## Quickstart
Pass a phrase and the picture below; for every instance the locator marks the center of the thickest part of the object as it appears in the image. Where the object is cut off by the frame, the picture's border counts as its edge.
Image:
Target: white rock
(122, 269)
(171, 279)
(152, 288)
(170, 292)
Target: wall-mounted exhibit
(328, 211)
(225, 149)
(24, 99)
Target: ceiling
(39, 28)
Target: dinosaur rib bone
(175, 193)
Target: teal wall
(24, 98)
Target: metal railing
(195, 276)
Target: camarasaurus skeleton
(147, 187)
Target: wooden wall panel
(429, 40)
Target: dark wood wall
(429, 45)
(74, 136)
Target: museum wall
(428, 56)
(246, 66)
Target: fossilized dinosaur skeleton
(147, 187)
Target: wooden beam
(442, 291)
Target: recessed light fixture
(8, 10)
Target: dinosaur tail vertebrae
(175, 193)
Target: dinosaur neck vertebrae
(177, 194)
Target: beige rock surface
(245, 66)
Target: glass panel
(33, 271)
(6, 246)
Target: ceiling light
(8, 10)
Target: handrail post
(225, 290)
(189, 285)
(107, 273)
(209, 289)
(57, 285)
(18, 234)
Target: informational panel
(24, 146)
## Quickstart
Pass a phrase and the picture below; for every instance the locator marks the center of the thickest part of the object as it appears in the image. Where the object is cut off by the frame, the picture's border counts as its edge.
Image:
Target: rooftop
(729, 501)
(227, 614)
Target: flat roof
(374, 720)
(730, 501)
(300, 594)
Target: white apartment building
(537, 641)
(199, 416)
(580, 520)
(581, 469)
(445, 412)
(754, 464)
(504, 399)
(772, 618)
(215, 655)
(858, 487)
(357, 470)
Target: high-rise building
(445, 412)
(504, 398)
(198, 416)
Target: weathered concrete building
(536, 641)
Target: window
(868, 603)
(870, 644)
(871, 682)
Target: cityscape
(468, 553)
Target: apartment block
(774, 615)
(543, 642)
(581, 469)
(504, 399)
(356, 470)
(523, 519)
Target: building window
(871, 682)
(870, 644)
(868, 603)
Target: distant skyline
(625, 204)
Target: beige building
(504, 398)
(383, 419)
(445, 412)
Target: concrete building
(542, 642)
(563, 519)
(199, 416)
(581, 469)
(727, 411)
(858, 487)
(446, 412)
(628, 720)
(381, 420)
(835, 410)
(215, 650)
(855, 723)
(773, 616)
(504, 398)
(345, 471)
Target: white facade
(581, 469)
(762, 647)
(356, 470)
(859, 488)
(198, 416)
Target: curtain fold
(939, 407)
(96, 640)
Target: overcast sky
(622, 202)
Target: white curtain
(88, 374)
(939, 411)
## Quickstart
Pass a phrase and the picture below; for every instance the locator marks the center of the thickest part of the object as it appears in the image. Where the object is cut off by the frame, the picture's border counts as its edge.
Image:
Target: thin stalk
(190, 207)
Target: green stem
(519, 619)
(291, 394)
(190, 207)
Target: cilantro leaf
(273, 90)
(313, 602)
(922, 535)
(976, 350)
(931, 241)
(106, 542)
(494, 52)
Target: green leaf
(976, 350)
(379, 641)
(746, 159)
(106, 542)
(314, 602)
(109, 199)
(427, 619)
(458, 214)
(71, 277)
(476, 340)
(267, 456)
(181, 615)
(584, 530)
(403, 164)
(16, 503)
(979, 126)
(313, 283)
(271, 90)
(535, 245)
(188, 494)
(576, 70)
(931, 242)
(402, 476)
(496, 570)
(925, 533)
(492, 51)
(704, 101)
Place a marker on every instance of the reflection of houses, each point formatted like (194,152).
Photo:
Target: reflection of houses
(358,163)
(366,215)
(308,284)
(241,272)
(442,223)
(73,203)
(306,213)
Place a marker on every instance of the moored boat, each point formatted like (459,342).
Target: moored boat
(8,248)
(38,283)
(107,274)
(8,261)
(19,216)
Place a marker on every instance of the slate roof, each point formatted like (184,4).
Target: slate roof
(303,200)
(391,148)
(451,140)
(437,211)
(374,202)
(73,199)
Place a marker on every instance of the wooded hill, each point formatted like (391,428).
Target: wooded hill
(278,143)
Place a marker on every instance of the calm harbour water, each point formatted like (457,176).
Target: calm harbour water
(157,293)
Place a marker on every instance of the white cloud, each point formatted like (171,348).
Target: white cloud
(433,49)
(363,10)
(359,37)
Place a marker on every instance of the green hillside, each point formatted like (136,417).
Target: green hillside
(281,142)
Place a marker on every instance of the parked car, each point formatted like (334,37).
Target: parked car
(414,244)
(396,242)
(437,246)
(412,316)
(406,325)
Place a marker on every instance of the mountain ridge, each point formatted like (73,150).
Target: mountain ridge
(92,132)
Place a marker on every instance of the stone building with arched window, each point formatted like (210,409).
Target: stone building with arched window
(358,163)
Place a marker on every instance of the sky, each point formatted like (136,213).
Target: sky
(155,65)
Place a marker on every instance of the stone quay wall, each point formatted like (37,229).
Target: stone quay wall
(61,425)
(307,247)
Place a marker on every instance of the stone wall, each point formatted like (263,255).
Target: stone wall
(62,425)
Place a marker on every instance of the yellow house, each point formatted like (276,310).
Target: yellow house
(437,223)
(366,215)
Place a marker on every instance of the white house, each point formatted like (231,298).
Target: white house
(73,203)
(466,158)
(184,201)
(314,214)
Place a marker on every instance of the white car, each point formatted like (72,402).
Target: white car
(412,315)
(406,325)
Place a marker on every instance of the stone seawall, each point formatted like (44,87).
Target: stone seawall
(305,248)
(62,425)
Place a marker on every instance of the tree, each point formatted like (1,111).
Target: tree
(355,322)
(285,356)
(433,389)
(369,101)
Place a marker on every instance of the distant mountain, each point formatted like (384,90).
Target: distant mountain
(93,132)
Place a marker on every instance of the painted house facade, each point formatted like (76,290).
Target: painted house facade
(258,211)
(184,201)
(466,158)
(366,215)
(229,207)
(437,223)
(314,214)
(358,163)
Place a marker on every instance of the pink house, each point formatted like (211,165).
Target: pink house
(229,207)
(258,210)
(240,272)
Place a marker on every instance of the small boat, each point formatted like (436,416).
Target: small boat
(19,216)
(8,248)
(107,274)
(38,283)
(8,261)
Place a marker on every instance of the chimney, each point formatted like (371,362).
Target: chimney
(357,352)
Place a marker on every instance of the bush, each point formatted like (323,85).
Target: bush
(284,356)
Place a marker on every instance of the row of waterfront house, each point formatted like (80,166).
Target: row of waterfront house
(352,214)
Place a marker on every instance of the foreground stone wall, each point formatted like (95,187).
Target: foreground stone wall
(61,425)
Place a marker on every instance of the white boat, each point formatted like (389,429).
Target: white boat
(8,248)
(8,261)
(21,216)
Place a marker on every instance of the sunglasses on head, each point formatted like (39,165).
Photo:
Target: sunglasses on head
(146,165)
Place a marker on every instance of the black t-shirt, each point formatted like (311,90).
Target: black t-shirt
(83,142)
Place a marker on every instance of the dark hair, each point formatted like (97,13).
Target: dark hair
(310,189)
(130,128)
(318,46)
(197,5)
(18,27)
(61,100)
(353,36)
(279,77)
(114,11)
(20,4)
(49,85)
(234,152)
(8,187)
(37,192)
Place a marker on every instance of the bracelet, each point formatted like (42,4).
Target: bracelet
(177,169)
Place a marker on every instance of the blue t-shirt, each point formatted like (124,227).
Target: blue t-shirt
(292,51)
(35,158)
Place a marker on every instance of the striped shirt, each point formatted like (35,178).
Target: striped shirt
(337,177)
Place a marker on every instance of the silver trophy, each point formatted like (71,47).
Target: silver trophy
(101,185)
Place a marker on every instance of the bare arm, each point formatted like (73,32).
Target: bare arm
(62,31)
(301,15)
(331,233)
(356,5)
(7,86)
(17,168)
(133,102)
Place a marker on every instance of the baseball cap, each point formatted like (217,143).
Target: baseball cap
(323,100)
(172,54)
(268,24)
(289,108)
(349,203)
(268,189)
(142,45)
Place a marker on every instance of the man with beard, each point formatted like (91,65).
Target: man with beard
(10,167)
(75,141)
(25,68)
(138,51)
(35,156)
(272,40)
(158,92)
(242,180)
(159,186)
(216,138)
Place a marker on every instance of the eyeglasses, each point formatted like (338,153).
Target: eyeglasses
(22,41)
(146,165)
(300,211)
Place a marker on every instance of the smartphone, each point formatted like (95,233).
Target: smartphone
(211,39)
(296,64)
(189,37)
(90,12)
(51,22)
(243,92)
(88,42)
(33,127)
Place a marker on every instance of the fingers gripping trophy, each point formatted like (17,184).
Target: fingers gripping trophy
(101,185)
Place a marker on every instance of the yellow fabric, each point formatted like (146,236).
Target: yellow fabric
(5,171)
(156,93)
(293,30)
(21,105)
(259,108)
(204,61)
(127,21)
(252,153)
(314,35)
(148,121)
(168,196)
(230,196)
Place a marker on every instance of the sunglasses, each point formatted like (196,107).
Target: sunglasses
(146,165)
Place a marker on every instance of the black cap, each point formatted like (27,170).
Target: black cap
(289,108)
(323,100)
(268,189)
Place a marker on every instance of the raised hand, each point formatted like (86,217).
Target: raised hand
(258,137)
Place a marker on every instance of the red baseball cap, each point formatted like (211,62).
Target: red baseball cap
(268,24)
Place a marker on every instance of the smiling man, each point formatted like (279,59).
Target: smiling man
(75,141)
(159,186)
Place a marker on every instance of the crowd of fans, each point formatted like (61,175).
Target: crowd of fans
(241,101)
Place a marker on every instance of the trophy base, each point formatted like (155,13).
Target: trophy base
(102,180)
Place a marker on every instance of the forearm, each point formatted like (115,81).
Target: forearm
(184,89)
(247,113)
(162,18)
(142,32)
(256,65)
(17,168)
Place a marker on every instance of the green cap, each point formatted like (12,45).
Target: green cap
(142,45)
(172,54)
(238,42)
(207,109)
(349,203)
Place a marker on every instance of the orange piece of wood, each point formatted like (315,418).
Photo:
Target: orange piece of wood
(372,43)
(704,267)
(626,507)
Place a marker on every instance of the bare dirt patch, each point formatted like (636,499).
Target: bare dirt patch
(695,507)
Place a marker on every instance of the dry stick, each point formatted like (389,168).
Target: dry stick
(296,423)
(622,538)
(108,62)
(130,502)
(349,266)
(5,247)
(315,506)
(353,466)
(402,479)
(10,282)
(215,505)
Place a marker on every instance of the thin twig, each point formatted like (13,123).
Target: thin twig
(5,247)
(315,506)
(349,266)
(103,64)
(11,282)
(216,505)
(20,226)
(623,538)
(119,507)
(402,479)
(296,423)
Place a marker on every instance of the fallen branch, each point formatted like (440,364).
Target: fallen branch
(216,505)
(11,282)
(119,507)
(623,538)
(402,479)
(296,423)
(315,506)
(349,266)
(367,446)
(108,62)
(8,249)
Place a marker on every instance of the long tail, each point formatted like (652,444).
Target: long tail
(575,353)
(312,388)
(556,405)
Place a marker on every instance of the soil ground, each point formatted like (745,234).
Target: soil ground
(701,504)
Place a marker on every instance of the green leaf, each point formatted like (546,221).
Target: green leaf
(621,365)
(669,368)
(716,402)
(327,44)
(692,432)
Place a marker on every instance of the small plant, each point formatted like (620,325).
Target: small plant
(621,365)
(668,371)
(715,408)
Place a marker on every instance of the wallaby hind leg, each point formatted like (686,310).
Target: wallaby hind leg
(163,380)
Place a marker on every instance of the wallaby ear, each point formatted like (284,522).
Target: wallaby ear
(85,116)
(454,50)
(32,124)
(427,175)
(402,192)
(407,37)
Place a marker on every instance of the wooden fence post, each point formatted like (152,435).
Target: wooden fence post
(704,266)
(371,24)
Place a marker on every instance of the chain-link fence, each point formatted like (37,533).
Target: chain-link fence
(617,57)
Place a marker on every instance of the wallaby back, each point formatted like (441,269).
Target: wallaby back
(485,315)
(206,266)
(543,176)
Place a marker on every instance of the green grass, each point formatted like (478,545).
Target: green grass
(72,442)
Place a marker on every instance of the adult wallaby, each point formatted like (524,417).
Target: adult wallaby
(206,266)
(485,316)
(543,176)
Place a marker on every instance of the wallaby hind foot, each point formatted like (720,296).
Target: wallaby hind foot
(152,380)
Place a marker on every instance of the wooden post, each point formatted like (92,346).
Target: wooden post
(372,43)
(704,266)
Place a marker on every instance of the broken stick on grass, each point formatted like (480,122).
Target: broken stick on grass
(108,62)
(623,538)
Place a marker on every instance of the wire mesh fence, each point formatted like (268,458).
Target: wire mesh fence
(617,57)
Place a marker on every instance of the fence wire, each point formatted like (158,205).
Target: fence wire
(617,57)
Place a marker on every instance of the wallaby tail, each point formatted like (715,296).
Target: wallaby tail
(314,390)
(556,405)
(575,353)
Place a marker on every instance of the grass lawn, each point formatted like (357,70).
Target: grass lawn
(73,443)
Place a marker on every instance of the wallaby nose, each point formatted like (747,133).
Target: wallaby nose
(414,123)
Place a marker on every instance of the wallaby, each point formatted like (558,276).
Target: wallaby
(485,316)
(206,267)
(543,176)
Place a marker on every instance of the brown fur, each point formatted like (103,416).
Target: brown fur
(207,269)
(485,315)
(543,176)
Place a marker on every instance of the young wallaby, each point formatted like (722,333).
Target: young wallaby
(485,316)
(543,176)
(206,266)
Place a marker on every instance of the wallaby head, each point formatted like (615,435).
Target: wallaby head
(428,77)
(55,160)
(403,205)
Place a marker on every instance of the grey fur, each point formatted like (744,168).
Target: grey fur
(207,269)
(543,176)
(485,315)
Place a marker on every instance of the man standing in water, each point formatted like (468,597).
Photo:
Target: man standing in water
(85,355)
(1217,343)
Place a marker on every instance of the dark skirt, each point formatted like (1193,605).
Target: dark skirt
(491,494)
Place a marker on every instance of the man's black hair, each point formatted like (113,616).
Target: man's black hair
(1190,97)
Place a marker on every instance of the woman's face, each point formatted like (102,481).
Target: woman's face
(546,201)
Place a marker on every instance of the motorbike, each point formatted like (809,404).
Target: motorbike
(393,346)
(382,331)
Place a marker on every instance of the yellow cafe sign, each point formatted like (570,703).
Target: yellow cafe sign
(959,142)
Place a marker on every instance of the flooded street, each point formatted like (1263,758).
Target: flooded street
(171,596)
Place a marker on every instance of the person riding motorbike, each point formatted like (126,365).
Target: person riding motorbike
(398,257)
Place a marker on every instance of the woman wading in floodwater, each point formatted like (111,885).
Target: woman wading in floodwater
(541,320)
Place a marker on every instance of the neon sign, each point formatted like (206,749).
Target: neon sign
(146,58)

Requirement>
Repeat exactly, and only, the lines of the records above, starting with the line that contains "Place a marker on every instance of the young" and ending with the final line, both included.

Complete answer>
Place a marker on every instance of the young wallaby, each point formatted like (722,333).
Target: young wallaby
(485,316)
(543,176)
(206,266)
Place a marker on every instance of the wallaby head, each point formatted like (615,435).
Target: wallaby head
(428,77)
(55,160)
(403,205)
Place a marker on every instance of the grey fur, each point formatted like (744,168).
Target: grey fur
(207,269)
(543,176)
(485,315)
Place a marker on every instance of the man standing in water, each point formatted like (468,597).
Photo:
Target: man standing in water
(85,355)
(1217,343)
Place a marker on every instance of the dark skirt, each point formatted like (1193,605).
Target: dark skirt
(491,494)
Place a marker on every instance of the man's black hair, each point formatted like (113,616).
Target: man's black hair
(1190,97)
Place a marker on every instance of the woman's face, each point formatted like (102,481).
Target: woman's face
(546,201)
Place a marker on every instance of the motorbike, each point formatted like (809,404).
Target: motorbike
(393,346)
(382,331)
Place a marker on every instance of the yellow cafe sign, each point formatted like (570,703).
Target: yellow cafe sign
(959,142)
Place a marker on every instance of the flooded street, each point formatted like (1263,758).
Target: flooded street
(171,596)
Place a marker on every instance of the person riding motorbike, each point formatted like (126,365).
Target: person riding motorbike
(398,257)
Place a marker on every instance of the woman wading in floodwater, each point formatted like (111,885).
Target: woman wading in floodwater
(541,320)
Place a marker on every instance of the neon sign, each point formatted like (206,749).
Target: neon sign
(146,58)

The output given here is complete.